TASK DIRECTIONS
Every line below should be repeated exactly as written.

########

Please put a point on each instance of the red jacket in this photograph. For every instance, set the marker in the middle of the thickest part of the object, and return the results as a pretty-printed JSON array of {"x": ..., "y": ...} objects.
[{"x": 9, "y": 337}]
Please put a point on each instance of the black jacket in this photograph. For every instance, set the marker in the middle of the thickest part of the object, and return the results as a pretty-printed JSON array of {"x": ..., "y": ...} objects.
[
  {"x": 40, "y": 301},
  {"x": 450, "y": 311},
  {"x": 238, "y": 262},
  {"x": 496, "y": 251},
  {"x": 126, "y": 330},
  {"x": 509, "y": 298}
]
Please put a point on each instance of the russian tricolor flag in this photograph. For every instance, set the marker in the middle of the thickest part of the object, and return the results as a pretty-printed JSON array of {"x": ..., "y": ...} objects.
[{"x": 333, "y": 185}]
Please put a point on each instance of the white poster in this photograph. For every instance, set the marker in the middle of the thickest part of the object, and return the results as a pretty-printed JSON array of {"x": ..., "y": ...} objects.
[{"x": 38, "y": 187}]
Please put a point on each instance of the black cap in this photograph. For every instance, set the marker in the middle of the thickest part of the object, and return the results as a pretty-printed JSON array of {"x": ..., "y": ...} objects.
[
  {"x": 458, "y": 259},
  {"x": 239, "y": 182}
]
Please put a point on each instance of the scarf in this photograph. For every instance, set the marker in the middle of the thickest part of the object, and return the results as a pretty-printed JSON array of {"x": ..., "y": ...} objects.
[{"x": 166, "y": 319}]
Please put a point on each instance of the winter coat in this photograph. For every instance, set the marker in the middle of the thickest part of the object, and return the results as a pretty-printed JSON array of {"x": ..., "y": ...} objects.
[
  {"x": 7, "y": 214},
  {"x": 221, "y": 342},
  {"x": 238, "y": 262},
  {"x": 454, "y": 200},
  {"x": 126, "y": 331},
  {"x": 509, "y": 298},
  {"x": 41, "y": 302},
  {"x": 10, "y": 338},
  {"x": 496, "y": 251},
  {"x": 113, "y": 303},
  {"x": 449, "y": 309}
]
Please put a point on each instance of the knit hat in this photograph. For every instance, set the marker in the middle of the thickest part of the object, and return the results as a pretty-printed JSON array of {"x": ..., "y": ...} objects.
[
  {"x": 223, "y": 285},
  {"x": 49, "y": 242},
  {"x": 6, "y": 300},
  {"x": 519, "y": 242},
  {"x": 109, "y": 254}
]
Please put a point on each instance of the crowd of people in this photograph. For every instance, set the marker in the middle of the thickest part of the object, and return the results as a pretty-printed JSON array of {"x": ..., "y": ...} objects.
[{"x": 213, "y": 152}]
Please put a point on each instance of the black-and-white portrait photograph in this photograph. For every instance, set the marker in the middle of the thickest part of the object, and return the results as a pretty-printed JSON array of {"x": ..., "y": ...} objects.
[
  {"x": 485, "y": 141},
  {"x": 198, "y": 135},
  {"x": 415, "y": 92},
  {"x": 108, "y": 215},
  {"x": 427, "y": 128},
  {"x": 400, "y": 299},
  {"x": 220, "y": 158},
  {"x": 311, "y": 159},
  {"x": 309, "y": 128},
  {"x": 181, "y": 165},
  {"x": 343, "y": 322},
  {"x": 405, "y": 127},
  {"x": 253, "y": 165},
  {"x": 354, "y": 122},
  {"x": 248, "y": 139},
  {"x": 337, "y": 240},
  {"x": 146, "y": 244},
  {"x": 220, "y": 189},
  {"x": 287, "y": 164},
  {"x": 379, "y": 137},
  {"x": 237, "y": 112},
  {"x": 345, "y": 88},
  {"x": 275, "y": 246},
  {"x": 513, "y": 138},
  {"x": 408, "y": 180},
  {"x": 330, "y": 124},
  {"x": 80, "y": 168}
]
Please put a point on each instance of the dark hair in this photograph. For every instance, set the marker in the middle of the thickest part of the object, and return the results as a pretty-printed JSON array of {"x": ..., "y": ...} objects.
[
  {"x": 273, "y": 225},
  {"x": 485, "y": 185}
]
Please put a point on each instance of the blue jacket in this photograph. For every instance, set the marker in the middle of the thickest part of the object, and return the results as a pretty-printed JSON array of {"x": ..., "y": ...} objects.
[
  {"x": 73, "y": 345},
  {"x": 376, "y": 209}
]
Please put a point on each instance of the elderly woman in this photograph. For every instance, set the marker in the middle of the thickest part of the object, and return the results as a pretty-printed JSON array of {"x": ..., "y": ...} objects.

########

SOLVED EXERCISE
Please put a point on each instance of the red jacket in this photograph. For every instance, set the marker in the middle of the thickest part of the object, and return the results as a pretty-printed JSON array of {"x": ..., "y": ...} objects.
[{"x": 9, "y": 337}]
Please put a point on each instance of the black jacket in this photograph. For every instance, set the marker in the middle of the thickest part of the object, and return the results as a pretty-printed JSON array of {"x": ..., "y": ...} objects.
[
  {"x": 40, "y": 301},
  {"x": 450, "y": 311},
  {"x": 238, "y": 262},
  {"x": 496, "y": 251},
  {"x": 126, "y": 330},
  {"x": 509, "y": 298}
]
Please put a point on each instance of the russian tricolor flag in this photograph. For every instance, set the marker in the middle of the thickest part of the object, and return the results as a pretty-printed JSON array of {"x": ..., "y": ...} objects.
[{"x": 333, "y": 185}]
Please put a point on each instance of the white poster in this photograph. For every instance, set the marker in the middle of the thickest part of the object, and return the results as a pretty-printed JSON array of {"x": ..., "y": ...} objects.
[{"x": 38, "y": 187}]
Please put a point on each instance of the black cap in this photograph. For every instance, set the marker in the middle of the thickest part of the object, and return the results as a pretty-printed JSON array of {"x": ..., "y": ...} objects.
[
  {"x": 458, "y": 259},
  {"x": 239, "y": 182}
]
Please put a point on each instance of the scarf in this photograph. For every instance, set the marker in the middle of the thickest part of the object, and return the results as a pretty-printed JSON array of {"x": ..., "y": ...} objects.
[{"x": 166, "y": 319}]
Please put a point on each instance of the winter coat in this photograph. For every instance, set the marker in the middle of the thickest part of the object, and return the results as a pretty-printed JSON array of {"x": ..., "y": ...} objects.
[
  {"x": 7, "y": 214},
  {"x": 221, "y": 342},
  {"x": 238, "y": 262},
  {"x": 454, "y": 200},
  {"x": 126, "y": 331},
  {"x": 509, "y": 298},
  {"x": 41, "y": 302},
  {"x": 10, "y": 338},
  {"x": 496, "y": 251},
  {"x": 113, "y": 303},
  {"x": 449, "y": 309}
]
Please put a point on each instance of the knit hat in this photograph. For every instance, set the marker in the middle of the thickest part of the object, and return the results as a pretty-printed JSON array of {"x": ..., "y": ...} objects.
[
  {"x": 223, "y": 285},
  {"x": 49, "y": 242},
  {"x": 6, "y": 300},
  {"x": 519, "y": 242},
  {"x": 109, "y": 254}
]
Please put a point on each instance of the crowd of people in this photograph. For every instance, set the marker in the middle of the thickest part of the object, and return the results as a pretty-printed JSON array of {"x": ..., "y": ...} objects.
[{"x": 213, "y": 152}]
Please put a point on each instance of the black-and-white portrait photograph in this photograph. For every instance, set the marker in the middle of the thickest part of the object, and return the results as a pretty-printed JSON array of {"x": ..., "y": ...} objects.
[
  {"x": 485, "y": 141},
  {"x": 198, "y": 135},
  {"x": 415, "y": 92},
  {"x": 108, "y": 215},
  {"x": 427, "y": 128},
  {"x": 400, "y": 299},
  {"x": 220, "y": 158},
  {"x": 311, "y": 159},
  {"x": 309, "y": 128},
  {"x": 181, "y": 165},
  {"x": 343, "y": 322},
  {"x": 405, "y": 127},
  {"x": 253, "y": 165},
  {"x": 354, "y": 122},
  {"x": 248, "y": 139},
  {"x": 337, "y": 240},
  {"x": 146, "y": 244},
  {"x": 220, "y": 189},
  {"x": 287, "y": 164},
  {"x": 379, "y": 137},
  {"x": 237, "y": 112},
  {"x": 345, "y": 88},
  {"x": 275, "y": 246},
  {"x": 513, "y": 138},
  {"x": 408, "y": 180},
  {"x": 330, "y": 124},
  {"x": 80, "y": 168}
]
Please put a point on each instance of the dark hair in this photograph. For every instance, set the marker in the middle of the thickest part of the object, and return the results as a pretty-printed JSON array of {"x": ..., "y": ...} objects.
[
  {"x": 273, "y": 225},
  {"x": 485, "y": 185}
]
Please put a point on each instance of the blue jacket in this photograph. For every instance, set the marker in the middle of the thickest part of the object, and return the results as a pretty-printed JSON array of {"x": ..., "y": ...} objects.
[
  {"x": 73, "y": 345},
  {"x": 376, "y": 209}
]
Please put a point on each instance of the elderly woman in this photograph. For every instance, set the marker in the middle of the thickest part of the object, and return the results as a pretty-printed JSON array of {"x": ..., "y": ...} objects.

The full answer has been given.